====== Data
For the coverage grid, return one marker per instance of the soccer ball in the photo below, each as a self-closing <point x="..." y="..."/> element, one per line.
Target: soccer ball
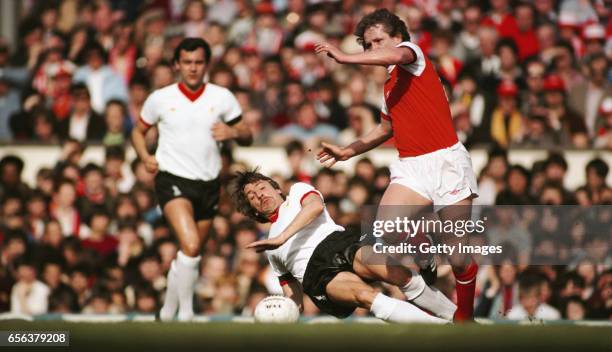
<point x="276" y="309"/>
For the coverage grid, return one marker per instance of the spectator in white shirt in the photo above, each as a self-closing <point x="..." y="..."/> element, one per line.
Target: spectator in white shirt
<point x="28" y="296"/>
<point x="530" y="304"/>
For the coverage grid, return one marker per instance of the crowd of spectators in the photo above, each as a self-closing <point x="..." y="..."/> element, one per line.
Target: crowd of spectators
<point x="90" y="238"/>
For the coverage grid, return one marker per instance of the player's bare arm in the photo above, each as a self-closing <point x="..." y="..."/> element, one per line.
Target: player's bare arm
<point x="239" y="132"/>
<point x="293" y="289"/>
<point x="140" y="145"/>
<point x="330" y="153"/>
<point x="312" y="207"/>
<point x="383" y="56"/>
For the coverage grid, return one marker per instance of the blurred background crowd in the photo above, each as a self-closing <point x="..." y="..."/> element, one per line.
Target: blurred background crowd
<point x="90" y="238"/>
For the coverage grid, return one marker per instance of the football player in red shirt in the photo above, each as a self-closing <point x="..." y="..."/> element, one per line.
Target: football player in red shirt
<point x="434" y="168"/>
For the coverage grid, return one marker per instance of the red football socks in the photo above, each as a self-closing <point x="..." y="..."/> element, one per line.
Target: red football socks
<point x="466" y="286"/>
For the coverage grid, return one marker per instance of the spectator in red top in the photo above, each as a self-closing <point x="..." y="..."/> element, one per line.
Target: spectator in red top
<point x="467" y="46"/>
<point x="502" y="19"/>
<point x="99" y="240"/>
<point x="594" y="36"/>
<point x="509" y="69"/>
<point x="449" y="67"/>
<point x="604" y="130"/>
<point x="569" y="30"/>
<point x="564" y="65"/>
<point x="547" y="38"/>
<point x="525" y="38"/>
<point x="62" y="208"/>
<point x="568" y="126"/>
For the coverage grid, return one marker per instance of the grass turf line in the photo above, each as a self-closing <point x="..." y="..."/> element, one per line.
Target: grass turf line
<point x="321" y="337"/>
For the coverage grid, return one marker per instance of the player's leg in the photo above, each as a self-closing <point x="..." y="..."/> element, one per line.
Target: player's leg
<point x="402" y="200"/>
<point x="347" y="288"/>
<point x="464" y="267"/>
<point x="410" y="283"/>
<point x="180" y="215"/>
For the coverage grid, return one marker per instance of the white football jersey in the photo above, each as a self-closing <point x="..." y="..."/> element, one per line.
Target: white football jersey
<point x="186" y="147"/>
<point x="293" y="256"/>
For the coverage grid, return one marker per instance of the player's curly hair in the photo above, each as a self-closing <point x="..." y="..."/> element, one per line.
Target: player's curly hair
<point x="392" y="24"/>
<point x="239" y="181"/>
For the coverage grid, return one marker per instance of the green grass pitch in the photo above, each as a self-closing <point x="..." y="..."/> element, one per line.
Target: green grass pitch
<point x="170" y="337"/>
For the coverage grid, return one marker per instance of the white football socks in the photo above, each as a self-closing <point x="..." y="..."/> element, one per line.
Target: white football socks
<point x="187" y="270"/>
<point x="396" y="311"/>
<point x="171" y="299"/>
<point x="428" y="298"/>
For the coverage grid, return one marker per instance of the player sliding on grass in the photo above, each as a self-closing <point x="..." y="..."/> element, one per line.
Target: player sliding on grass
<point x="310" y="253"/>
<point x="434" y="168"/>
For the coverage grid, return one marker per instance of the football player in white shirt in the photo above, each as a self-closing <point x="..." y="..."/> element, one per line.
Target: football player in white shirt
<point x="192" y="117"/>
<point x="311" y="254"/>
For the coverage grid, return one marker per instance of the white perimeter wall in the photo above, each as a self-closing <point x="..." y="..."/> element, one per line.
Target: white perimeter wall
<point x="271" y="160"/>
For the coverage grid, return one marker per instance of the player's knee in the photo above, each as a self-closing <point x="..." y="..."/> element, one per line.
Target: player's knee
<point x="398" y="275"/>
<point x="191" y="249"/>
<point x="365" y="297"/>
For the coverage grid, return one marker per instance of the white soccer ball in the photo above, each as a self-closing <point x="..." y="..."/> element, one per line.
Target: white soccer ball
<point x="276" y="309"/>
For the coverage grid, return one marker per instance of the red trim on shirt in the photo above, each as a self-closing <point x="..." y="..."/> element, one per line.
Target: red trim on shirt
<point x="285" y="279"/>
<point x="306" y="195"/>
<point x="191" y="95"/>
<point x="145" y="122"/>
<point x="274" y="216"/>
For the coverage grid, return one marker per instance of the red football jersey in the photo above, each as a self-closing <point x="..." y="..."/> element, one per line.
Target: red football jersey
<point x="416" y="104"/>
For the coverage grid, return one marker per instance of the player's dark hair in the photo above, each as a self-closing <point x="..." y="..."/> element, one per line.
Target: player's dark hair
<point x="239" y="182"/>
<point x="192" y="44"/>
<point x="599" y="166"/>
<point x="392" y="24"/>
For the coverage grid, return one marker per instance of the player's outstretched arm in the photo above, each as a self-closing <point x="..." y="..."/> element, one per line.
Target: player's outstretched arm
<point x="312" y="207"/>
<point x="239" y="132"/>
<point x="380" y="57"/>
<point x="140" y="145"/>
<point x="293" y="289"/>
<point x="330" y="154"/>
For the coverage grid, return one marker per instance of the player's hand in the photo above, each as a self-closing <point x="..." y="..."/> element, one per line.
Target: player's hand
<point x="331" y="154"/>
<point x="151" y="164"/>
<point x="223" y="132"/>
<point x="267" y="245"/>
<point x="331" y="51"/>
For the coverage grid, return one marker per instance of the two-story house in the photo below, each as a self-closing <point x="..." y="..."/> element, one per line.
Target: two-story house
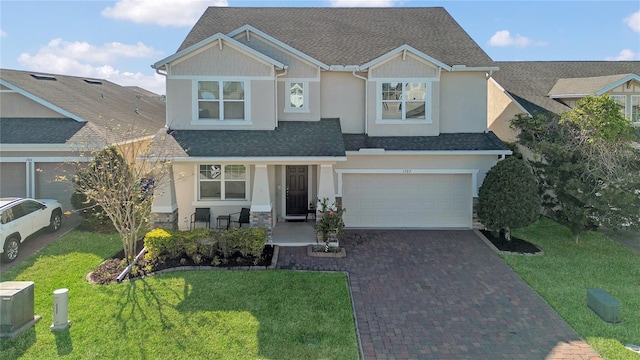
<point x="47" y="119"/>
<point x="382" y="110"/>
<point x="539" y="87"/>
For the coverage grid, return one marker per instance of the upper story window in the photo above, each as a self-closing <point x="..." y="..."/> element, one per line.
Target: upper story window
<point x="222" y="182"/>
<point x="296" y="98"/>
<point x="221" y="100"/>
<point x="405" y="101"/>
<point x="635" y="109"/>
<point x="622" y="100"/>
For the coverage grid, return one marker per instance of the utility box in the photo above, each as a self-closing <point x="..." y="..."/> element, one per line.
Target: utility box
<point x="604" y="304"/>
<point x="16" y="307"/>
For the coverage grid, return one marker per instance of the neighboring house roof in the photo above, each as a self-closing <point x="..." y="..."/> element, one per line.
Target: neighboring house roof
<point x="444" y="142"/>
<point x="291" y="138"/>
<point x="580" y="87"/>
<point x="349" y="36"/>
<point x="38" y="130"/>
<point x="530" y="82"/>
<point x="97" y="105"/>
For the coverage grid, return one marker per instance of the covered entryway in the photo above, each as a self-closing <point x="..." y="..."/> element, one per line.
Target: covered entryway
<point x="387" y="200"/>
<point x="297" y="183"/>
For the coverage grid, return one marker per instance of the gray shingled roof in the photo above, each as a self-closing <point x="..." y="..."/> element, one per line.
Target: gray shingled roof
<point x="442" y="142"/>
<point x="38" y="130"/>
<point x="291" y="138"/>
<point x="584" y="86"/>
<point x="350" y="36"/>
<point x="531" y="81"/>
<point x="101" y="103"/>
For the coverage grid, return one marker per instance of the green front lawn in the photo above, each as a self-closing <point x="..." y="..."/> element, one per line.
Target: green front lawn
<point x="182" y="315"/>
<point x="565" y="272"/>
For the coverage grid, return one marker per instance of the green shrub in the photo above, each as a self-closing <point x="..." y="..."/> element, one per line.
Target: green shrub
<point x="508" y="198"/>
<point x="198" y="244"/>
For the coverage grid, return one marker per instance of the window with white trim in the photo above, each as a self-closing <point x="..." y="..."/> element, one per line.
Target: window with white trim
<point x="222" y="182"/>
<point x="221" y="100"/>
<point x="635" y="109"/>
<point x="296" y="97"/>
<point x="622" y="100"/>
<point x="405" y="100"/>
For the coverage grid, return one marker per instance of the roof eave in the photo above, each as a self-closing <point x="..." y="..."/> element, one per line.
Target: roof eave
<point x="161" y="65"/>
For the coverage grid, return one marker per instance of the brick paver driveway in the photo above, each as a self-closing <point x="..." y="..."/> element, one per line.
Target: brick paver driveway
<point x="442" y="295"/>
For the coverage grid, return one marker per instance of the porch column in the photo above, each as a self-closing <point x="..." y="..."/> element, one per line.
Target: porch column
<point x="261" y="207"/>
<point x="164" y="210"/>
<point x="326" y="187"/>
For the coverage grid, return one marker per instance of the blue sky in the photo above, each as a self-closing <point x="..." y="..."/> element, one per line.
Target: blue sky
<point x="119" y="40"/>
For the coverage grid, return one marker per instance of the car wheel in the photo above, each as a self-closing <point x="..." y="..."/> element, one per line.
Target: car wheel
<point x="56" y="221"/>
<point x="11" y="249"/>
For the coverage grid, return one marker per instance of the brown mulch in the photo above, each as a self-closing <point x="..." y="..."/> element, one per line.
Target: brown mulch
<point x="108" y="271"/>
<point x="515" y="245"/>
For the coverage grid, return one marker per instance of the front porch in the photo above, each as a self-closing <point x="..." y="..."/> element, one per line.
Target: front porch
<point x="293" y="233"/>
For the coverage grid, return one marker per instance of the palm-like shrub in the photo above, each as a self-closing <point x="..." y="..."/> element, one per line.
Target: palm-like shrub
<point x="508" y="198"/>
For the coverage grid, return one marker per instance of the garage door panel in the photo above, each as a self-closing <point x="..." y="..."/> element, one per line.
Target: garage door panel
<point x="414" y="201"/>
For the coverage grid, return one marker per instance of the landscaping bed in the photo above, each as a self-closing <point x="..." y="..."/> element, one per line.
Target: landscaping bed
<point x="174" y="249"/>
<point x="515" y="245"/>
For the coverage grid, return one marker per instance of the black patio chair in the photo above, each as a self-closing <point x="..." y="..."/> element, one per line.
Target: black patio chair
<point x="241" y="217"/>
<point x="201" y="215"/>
============
### Requirement
Starting at the line that contains "of the blue", write out every line to the end of the entries, exactly as given.

### Answer to this task
For the coverage grid, return one marker per instance of the blue sky in the photo above, each as a self-closing <point x="..." y="..."/> element, one per line.
Target: blue sky
<point x="119" y="40"/>
For the coverage grid, return one marker per instance of the car wheel in the photo above, each as a self-closing <point x="..." y="..."/> element, one per line.
Target: car wheel
<point x="56" y="221"/>
<point x="11" y="249"/>
For the coverage grid, return one marker per instance of the brown mulch in the photo above, each as a self-closing <point x="..." y="..."/> element, one per line.
Target: brown mulch
<point x="108" y="271"/>
<point x="515" y="245"/>
For the coverage grid, return one marker per instance of the front porch in the photo above, each as a self-closing <point x="..." y="..."/> element, one per line.
Target: front porch
<point x="293" y="233"/>
For the coverage grid, return one marker per instance of the palm-like shrub in the photo above, each as a self-closing <point x="..." y="..."/> element, one per line.
Target: palm-like shrub
<point x="508" y="198"/>
For the coverage grid, return one marker per instance of the garage door panel in the photo above, each as a self-closing <point x="..." y="..."/> element, one per line.
Target: garage door panel
<point x="414" y="201"/>
For the coverage grid, return one marker per instance of the landscaping bed in the photo above, each as a self-closing <point x="..." y="..."/> element, one per line.
Target: landscaping bed
<point x="174" y="249"/>
<point x="515" y="245"/>
For the coverage grid, return one marker per instance of the black patio chair in the photo above, each as a self-closing <point x="..." y="..."/> element, one per line.
Target: black patio chair
<point x="241" y="217"/>
<point x="201" y="215"/>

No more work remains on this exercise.